### Task statement
In the records below, swap each "Exercise" for "Task" and keep everything else unchanged. Leave the pictures out of your version.

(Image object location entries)
+++++

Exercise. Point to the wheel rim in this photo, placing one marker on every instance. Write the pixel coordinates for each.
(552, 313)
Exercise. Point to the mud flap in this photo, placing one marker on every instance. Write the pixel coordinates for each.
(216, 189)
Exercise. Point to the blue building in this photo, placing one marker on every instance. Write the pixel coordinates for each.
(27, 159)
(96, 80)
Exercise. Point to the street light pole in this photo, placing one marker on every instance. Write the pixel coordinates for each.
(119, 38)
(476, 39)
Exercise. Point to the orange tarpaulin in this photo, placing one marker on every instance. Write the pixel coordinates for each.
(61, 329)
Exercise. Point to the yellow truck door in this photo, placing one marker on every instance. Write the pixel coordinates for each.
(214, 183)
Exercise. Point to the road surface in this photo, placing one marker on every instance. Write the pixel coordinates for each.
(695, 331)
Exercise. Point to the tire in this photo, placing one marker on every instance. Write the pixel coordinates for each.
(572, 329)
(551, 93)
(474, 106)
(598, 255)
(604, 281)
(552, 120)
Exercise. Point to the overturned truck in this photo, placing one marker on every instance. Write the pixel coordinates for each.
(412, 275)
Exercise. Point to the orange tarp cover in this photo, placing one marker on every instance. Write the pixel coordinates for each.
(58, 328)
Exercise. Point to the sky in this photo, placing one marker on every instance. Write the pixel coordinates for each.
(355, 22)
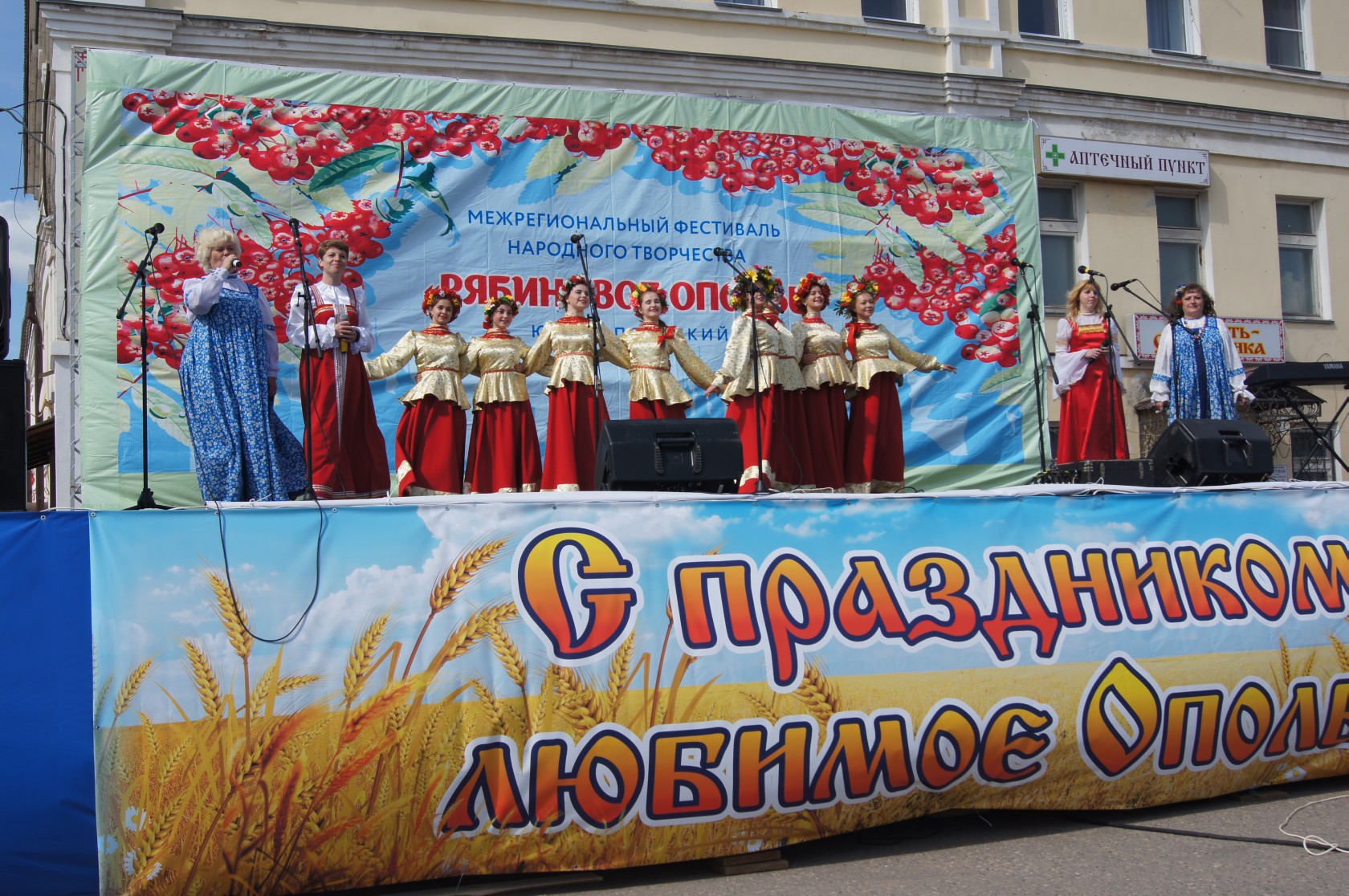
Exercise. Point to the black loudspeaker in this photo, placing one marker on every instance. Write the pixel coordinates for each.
(1212, 452)
(14, 438)
(668, 455)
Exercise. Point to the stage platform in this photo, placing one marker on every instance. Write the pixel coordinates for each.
(491, 684)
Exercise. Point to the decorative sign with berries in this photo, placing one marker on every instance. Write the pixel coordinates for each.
(470, 188)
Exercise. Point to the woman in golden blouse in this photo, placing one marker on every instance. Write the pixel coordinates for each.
(874, 442)
(656, 394)
(575, 413)
(763, 446)
(827, 377)
(503, 450)
(430, 444)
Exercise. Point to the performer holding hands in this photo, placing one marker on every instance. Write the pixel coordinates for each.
(430, 444)
(656, 394)
(343, 443)
(874, 443)
(1091, 416)
(1198, 369)
(565, 351)
(826, 376)
(503, 450)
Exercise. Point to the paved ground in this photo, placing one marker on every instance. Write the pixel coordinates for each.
(1228, 845)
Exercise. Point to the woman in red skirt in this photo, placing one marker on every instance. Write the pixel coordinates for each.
(826, 376)
(656, 394)
(757, 414)
(874, 442)
(503, 450)
(575, 412)
(430, 444)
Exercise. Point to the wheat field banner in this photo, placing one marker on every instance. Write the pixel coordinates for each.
(535, 684)
(480, 186)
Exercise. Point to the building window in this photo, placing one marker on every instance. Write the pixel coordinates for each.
(1310, 459)
(1043, 17)
(1297, 222)
(888, 10)
(1180, 242)
(1061, 230)
(1168, 26)
(1283, 34)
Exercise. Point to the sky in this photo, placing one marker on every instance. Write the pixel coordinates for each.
(15, 206)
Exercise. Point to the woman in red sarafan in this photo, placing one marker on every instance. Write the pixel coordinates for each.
(874, 442)
(430, 444)
(503, 450)
(1091, 414)
(343, 442)
(565, 352)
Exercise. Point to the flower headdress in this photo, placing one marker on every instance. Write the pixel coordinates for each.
(803, 289)
(505, 299)
(854, 289)
(648, 287)
(436, 295)
(575, 279)
(745, 283)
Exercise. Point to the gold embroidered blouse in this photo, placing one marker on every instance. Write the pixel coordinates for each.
(649, 362)
(440, 365)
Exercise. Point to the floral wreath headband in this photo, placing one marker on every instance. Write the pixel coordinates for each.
(854, 289)
(745, 283)
(573, 281)
(505, 299)
(438, 295)
(803, 289)
(648, 287)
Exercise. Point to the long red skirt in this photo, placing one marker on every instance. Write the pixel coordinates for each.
(650, 409)
(430, 448)
(573, 434)
(769, 460)
(826, 422)
(345, 447)
(503, 450)
(874, 439)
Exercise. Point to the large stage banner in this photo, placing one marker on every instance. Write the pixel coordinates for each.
(480, 186)
(532, 684)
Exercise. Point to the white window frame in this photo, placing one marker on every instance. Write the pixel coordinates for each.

+++++

### Response
Task. Point to the wheel rim in this photo, placing one marker on every instance. Write the pixel coordinates for each.
(552, 313)
Task. Point to the mud flap in this photo, placing one marker on every instance. Write the pixel coordinates for each.
(216, 189)
Task. Point to the blue building in this photo, placing one marker on every instance. Write the pixel coordinates for each.
(27, 159)
(96, 80)
Task. Point to the street light pole in this photo, placing one marker on every instance. Write the pixel coordinates for each.
(119, 38)
(476, 39)
Task. Point to the orange tarpaulin in this photo, placing one marker on every instance. Write the pixel coordinates for each.
(61, 329)
Task. Point to the yellow truck door in this photo, placing one marker on every instance. Write the pixel coordinates for each.
(214, 183)
Task. Point to the road surface in this photo, placing one marker on every instance. Write the pixel coordinates for each.
(695, 331)
Task. Point to the tire in this photo, placing one marker on every instance. Write the pixel coordinates for each.
(572, 329)
(551, 93)
(474, 106)
(598, 255)
(604, 281)
(552, 120)
Task. Point to the overturned truck in this photo, placing one marker on every instance. Write the pixel coordinates for each.
(412, 275)
Task. Point to the orange tarp cover in this photo, placing one marker on every instance. Write the pixel coordinates for each.
(58, 328)
Task. Point to the sky in this photo, placing one marker on every instance. Write the pixel coordinates for each.
(355, 22)
Task. Point to the black loudspeaker in this photo, placing one marker on every instance. Write the pixel coordinates for each.
(1212, 452)
(14, 438)
(668, 455)
Task. Point to the stage platform in this photo, placing one marker on every instance. Write the pixel coordinates for each.
(491, 684)
Task. Point to the decorative sign with berries in this photo, placing one marker on every instance. Write the pixel coordinates for each.
(470, 188)
Task. Point to the woman in golden blouse in this photo, placing one marker on every instance. Write the pixel coordinates for each.
(874, 442)
(656, 394)
(575, 413)
(763, 446)
(827, 377)
(503, 450)
(430, 444)
Task. Point to the performer holding hands in this photo, placing one marker on every instance. Write the pixel coordinates for each.
(430, 444)
(656, 394)
(343, 443)
(874, 443)
(1091, 416)
(1198, 369)
(565, 351)
(826, 376)
(503, 450)
Task. Point to the paved ground in this photo, placing one marker on every instance. Write the pixel coordinates for each.
(1228, 845)
Task. Point to the woman in red skirt in this photo, placing one marker on every instance. Write the pixel coordinates for each.
(826, 376)
(656, 394)
(757, 414)
(874, 442)
(503, 450)
(575, 412)
(430, 444)
Task. Point to the wheat field banner in this photo, placing one marker on every instance. Write the pixel coordinates for each.
(535, 684)
(480, 186)
Task. Point to the building window in this photo, placing one marker on every instance. Write the pixel coordinates for each.
(1310, 459)
(1043, 17)
(1297, 222)
(888, 10)
(1180, 242)
(1061, 230)
(1168, 26)
(1283, 34)
Task. Point to the sky in this photo, placing one marker on every instance. Write the pixel coordinates for each.
(15, 206)
Task. Point to the woman in red sarafan in this photo, placing one marker on every instance. Write the pixel coordinates for each.
(874, 442)
(430, 444)
(503, 450)
(1091, 414)
(343, 442)
(565, 352)
Task. Point to the flower headdress in this photo, placing one marker on every instance. Write the pixel coordinates for each.
(803, 289)
(505, 299)
(854, 289)
(648, 287)
(436, 295)
(575, 279)
(745, 283)
Task. Point to the gold embroidered blouse in this photo, placing one marker on every instance. Write the pixel coordinates for each.
(649, 362)
(440, 365)
Task. Point to the floral wreath headband in this photo, placing one marker on every instance. Write the pixel coordinates for each.
(854, 289)
(745, 283)
(573, 281)
(505, 299)
(438, 295)
(803, 289)
(648, 287)
Task. Point to the long red skirt in this photo, placing one marker on every instance. Write the pixel coordinates for each.
(650, 409)
(430, 448)
(573, 434)
(769, 460)
(826, 422)
(345, 447)
(503, 450)
(874, 439)
Task. Point to the large stage banner in this photo, placing one marker on every instance. Write the pixel coordinates for each.
(480, 186)
(532, 684)
Task. Point to the white window frame in this photo, placing one marker on every instance. Write the pixel coordinates for each.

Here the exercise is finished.